Il rito del “Ddirrocu” a San Pietro in Guarano (CS).
di Maria Lombardo
Ci siamo quasi il 16 agosto come ogni anno si consumerà a
San Pietro in Guarano nel cosentino un
rito davvero antico. Un bel borgo a 15 km da Cosenza! San Rocco viene festeggiato il 16 agosto di
ogni anno con una solenne processione e questa venerazione della gente trae
origine dalla grande epidemia di colera che colpì la Calabria nella prima metà
dell’Ottocento. Ma cos’è “u Ddirrocu”? secondo quanto scritto da Francesco
Conforti studioso di questo rito – “si riallaccia per molti versi, al
simbolismo dell’esorcismo, alla manifestazione pubblica di una “purificazione”
riguardante il “male” inteso come “spirito maligno” e, anche, come “malattie devastatrici
e mortali” quali peste, colera e meningiti”. Un rito minuzioso che si svolge
dopo novena e processione, il comitato civico tramite la questua raccoglie a questo scopo
cibo – soprattutto forme di formaggio e derivati di suino che servono sia per
il banchetto collettivo che per un asta per raccogliere altri fondi – e denaro.

-*-

◆ **Obiettivo 1**: Elenchi le malattie nominate nel brano sul rito del Ddirrocu.
Le righe che seguono non hanno alcun legame con il brano.

◆ **Dati forniti**:
-*-

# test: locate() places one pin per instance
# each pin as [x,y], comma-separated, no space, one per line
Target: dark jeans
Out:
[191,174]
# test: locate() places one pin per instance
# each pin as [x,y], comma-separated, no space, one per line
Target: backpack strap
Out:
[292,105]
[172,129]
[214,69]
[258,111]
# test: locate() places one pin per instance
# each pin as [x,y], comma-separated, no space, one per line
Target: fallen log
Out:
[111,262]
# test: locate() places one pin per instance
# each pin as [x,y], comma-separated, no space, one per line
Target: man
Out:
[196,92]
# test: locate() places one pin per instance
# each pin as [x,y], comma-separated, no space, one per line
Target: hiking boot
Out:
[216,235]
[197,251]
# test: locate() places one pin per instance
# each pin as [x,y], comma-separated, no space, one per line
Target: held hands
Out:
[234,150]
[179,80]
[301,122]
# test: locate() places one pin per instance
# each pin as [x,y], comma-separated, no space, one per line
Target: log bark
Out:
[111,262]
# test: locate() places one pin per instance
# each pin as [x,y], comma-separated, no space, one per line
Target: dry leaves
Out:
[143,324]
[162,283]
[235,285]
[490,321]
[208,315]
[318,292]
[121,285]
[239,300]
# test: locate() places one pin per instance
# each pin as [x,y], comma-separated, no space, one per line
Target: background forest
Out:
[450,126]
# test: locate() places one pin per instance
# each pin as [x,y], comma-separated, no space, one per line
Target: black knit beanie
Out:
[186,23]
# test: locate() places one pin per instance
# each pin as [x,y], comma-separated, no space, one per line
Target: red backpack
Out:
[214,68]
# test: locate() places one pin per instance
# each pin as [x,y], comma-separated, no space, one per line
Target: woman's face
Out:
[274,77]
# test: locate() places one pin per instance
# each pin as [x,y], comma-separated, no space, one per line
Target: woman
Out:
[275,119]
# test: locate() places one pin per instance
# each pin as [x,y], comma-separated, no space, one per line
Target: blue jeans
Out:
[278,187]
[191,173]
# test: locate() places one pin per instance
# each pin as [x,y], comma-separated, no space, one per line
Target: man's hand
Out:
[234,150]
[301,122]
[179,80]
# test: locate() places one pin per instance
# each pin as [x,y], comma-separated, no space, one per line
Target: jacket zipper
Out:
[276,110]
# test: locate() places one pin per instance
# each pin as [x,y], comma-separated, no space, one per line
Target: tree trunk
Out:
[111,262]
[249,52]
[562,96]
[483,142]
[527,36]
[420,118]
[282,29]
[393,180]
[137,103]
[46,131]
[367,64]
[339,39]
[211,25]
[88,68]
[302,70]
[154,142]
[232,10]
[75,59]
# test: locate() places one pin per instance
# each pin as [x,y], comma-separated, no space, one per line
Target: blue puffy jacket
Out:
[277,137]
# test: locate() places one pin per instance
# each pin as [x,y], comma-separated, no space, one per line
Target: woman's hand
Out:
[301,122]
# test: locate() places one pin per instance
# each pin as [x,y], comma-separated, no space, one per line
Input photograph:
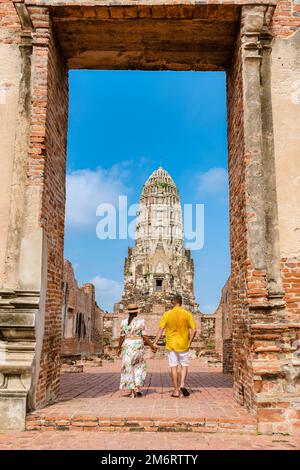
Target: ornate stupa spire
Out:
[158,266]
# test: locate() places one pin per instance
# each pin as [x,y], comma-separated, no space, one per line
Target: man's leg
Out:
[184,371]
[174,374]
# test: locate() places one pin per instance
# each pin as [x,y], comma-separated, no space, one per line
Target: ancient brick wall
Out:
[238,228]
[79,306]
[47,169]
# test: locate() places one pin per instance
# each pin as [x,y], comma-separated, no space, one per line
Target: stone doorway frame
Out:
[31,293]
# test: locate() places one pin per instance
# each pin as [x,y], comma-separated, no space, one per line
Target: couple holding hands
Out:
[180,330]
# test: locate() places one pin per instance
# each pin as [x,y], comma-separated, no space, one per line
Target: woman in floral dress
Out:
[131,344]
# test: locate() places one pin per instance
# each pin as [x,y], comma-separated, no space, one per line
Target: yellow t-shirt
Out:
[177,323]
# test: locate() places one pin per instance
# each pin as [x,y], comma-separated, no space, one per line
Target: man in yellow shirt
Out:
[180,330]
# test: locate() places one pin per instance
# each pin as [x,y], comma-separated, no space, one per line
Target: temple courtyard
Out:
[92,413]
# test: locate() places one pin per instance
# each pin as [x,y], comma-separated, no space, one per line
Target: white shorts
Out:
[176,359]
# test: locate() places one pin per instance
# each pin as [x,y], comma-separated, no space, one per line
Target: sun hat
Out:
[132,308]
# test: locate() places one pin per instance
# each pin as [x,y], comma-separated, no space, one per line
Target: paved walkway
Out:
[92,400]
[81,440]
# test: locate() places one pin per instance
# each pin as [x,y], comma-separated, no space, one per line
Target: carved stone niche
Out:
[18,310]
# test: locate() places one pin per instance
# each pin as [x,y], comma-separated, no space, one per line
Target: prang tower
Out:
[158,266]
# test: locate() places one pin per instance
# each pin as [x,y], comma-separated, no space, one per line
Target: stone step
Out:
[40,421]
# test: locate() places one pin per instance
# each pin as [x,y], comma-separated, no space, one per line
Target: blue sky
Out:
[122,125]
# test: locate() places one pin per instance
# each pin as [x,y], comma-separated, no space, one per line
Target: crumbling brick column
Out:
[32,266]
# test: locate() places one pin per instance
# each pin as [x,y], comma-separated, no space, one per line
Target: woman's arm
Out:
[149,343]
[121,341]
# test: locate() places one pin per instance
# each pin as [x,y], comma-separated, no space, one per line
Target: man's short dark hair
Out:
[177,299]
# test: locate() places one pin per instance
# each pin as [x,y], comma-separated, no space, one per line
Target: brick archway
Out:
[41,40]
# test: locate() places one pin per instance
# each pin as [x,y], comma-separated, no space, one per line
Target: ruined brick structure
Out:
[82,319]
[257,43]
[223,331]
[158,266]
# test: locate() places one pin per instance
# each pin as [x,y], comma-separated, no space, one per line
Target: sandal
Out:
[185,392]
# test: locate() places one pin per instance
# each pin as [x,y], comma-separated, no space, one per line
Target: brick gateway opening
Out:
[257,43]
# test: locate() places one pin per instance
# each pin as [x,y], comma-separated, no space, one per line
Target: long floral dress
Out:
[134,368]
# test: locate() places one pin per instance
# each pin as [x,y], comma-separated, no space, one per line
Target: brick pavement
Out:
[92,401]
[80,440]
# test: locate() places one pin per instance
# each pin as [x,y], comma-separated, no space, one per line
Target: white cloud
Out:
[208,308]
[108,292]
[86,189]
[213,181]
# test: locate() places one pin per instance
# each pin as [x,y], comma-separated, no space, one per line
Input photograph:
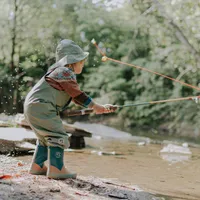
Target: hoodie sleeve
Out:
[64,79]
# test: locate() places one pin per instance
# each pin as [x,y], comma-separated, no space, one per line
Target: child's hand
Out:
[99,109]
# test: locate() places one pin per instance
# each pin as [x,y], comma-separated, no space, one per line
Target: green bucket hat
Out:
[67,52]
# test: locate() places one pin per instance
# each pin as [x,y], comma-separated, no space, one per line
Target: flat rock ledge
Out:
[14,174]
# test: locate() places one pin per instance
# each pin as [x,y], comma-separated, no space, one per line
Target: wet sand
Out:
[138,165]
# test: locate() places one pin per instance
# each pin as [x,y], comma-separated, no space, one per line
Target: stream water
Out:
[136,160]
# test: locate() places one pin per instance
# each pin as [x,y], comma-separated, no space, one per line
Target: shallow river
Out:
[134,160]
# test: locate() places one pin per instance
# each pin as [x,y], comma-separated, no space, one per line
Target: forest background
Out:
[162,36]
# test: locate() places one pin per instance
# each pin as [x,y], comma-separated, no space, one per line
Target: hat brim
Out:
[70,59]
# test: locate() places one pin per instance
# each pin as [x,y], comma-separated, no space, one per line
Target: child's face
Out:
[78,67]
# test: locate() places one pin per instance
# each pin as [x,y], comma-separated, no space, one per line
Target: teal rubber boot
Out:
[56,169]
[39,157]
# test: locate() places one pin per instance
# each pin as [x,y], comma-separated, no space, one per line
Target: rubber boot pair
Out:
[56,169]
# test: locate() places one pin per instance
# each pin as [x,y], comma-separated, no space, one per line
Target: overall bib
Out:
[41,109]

-*-

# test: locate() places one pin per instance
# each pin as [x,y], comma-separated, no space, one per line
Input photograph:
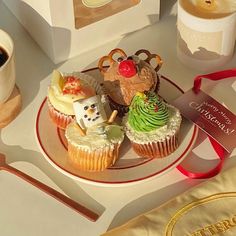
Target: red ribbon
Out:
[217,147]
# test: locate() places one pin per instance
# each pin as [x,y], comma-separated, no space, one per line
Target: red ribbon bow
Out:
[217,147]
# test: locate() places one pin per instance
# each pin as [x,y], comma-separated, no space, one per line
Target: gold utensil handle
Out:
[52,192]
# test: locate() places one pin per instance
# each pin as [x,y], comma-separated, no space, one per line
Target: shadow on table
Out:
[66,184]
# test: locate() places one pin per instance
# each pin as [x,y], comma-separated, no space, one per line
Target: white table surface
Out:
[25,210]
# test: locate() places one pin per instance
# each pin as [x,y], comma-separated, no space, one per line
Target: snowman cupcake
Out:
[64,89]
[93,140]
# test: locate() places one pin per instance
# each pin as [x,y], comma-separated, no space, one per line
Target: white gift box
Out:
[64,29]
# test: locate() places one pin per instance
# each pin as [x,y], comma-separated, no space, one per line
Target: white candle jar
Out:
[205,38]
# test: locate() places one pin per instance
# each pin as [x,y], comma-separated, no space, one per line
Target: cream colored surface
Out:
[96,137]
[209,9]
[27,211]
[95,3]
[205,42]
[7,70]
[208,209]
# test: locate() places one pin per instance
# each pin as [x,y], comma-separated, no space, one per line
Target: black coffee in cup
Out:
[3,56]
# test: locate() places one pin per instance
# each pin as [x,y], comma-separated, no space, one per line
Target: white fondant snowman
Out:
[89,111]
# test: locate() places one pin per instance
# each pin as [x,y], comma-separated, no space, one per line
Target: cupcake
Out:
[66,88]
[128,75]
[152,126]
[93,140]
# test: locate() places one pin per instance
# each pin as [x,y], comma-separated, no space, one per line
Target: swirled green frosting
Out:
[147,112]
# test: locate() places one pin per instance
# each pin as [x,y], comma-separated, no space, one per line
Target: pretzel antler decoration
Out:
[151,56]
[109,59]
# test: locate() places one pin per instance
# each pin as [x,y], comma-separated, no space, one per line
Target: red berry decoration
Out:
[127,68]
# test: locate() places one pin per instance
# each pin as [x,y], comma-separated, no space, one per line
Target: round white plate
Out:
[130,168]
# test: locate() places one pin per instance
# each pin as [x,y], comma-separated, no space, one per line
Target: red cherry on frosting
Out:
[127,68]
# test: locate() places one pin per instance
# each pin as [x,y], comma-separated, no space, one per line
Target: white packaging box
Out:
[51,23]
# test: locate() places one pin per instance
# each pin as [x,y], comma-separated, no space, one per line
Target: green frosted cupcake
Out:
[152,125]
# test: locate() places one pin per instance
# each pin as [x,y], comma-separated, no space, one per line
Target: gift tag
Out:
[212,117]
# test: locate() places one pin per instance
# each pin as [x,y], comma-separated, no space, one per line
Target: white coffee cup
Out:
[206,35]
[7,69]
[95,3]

-*-

◆ **Obiettivo 2**: Restituisca tutte le righe che contengono la parola "forest".

◆ **Risposta completa 1**: Peste, colera, meningiti.

◆ **Risposta completa 2**:
Target: background forest
Target: forest background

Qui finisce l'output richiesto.